» **QUESTIONS ON THE MATERIAL**
a. Answer these questions from the text on phylogenetic model selection and tree support below, one answer per line, marked to match:
(i) What is the AIC formally an estimate of?
(ii) Which technique does the text name for reducing dimensionality so that clustering results can be shown in 3D?
(iii) How may a node with very low support be represented visually?
b. Decide whether each statement agrees with the text on phylogenetic model selection and tree support below. Answer yes or no for each and quote the words from the text that settle it.
(i) The BIC penalizes complex models less heavily than the AIC.
(ii) The AIC result depends on the order in which models are assessed.
(iii) A better tree usually correlates more closely with the clustering result.
c. Go on with the text on phylogenetic model selection and tree support from the point where it stops.

An alternative model selection method is the Akaike information criterion (AIC), formally an estimate of the Kullback–Leibler divergence between the true model and the model being tested. It can be interpreted as a likelihood estimate with a correction factor to penalize overparameterized models.[32] The AIC is calculated on an individual model rather than a pair, so it is independent of the order in which models are assessed. A related alternative, the Bayesian information criterion (BIC), has a similar basic interpretation but penalizes complex models more heavily.[32] Determining the most suitable model for phylogeny reconstruction constitutes a fundamental step in numerous evolutionary studies. However, various criteria for model selection are leading to debate over which criterion is preferable. It has recently been shown that, when topologies and ancestral sequence reconstruction are the desired output, choosing one criterion over another is not crucial. Instead, using the most complex nucleotide substitution model, GTR+I+G, leads to similar results for the inference of tree topology and ancestral sequences.[36]
A comprehensive step-by-step protocol on constructing phylogenetic trees, including DNA/Amino Acid contiguous sequence assembly, multiple sequence alignment, model-test (testing best-fitting substitution models) and phylogeny reconstruction using Maximum Likelihood and Bayesian Inference, is available at Protocol Exchange[37]
A non traditional way of evaluating the phylogenetic tree is to compare it with clustering result. One can use a Multidimensional Scaling technique, so called Interpolative Joining to do dimensionality reduction to visualize the clustering result for the sequences in 3D, and then map the phylogenetic tree onto the clustering result. A better tree usually has a higher correlation with the clustering result.[38]
Evaluating tree support
As with all statistical analysis, the estimation of phylogenies from character data requires an evaluation of confidence. A number of methods exist to test the amount of support for a phylogenetic tree, either by evaluating the support for each sub-tree in the phylogeny (nodal support) or evaluating whether the phylogeny is significantly different from other possible trees (alternative tree hypothesis tests).
Nodal support
The most common method for assessing tree support is to evaluate the statistical support for each node on the tree. Typically, a node with very low support is not considered valid in further analysis, and visually may be collapsed into a polytomy to indicate that relationships within a clade are unresolved.

» **LISTED RECORDS**
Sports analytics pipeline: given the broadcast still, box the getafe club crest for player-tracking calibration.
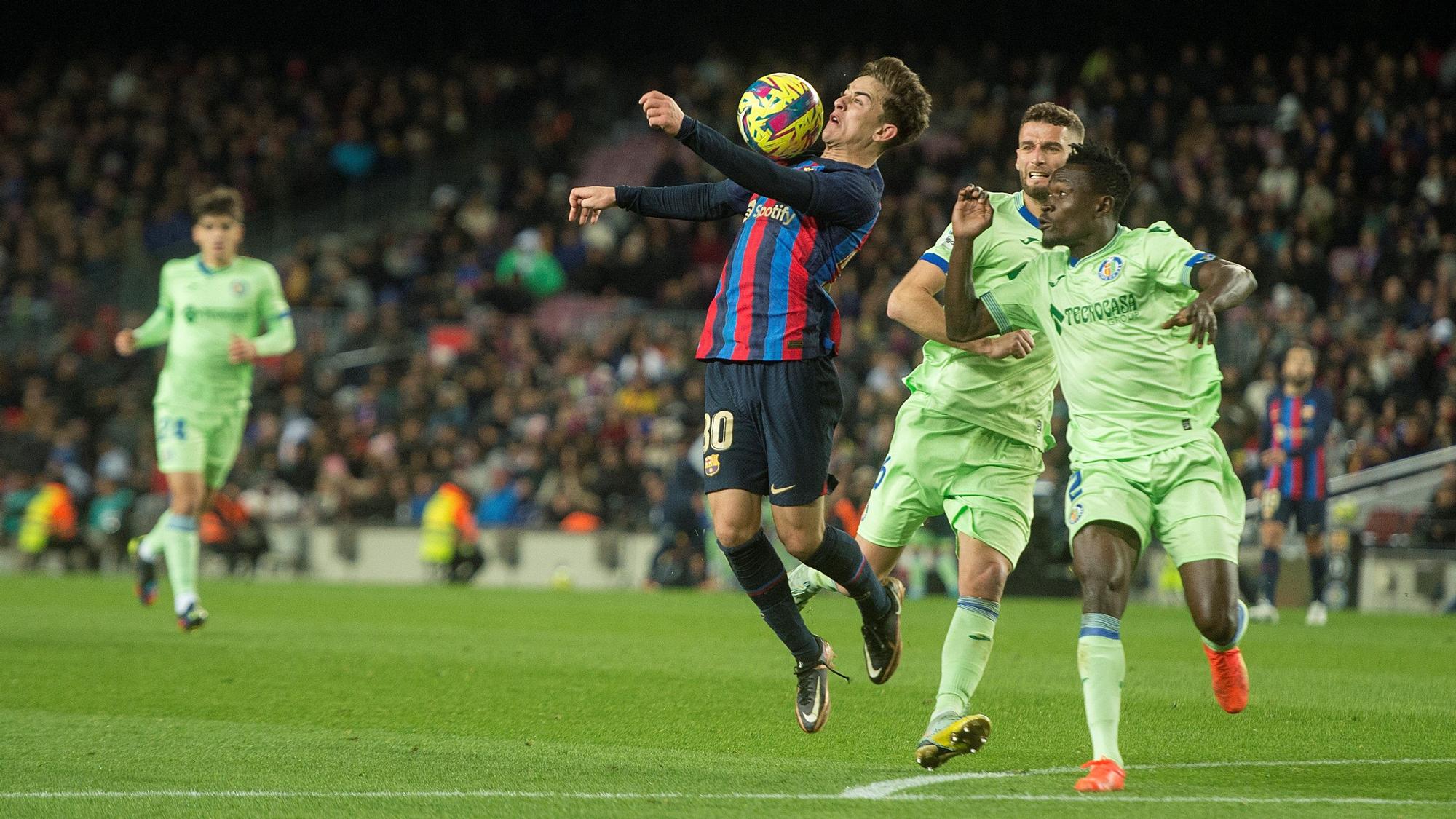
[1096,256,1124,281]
==
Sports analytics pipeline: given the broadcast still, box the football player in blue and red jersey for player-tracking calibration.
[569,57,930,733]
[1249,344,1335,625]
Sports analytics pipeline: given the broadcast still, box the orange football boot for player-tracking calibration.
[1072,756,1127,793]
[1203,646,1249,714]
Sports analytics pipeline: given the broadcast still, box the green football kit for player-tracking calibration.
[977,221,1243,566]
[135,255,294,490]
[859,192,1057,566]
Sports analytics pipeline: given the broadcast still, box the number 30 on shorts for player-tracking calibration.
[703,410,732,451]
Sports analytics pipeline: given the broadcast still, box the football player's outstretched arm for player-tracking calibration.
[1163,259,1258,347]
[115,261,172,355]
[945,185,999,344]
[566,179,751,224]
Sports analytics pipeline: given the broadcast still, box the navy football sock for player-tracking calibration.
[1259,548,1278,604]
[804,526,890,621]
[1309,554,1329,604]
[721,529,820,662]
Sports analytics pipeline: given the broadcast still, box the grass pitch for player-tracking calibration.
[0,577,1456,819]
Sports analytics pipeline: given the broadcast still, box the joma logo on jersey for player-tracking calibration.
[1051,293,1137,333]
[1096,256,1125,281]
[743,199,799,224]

» **ANSWERS FOR EACH ITEM**
a.
(i) The Kullback–Leibler divergence between the true model and the model being tested.
(ii) Interpolative Joining, a Multidimensional Scaling technique.
(iii) It may be collapsed into a polytomy to show that relationships within a clade are unresolved.

b.
(i) No: "penalizes complex models more heavily"
(ii) No: "so it is independent of the order in which models are assessed"
(iii) Yes: "A better tree usually has a higher correlation with the clustering result."

c.
Consensus tree
Many methods for assessing nodal support involve consideration of multiple phylogenies. The consensus tree summarizes the nodes that are shared among a set of trees.[39] In a *strict consensus,* only nodes found in every tree are shown, and the rest are collapsed into an unresolved polytomy. Less conservative methods, such as the *majority-rule consensus* tree, consider nodes that are supported by a given percentage of trees under consideration (such as at least 50%).
For example, in maximum parsimony analysis, there may be many trees with the same parsimony score. A strict consensus tree would show which nodes are found in all equally parsimonious trees, and which nodes differ. Consensus trees are also used to evaluate support on phylogenies reconstructed with Bayesian inference (see below).
Bootstrapping and jackknifing
In statistics, the bootstrap is a method for inferring the variability of data that has an unknown distribution using pseudoreplications of the original data. For example, given a set of 100 data points, a pseudoreplicate is a data set of the same size (100 points) randomly sampled from the original data, with replacement. That is, each original data point may be represented more than once in the pseudoreplicate, or not at all. Statistical support involves evaluation of whether the original data has similar properties to a large set of pseudoreplicates.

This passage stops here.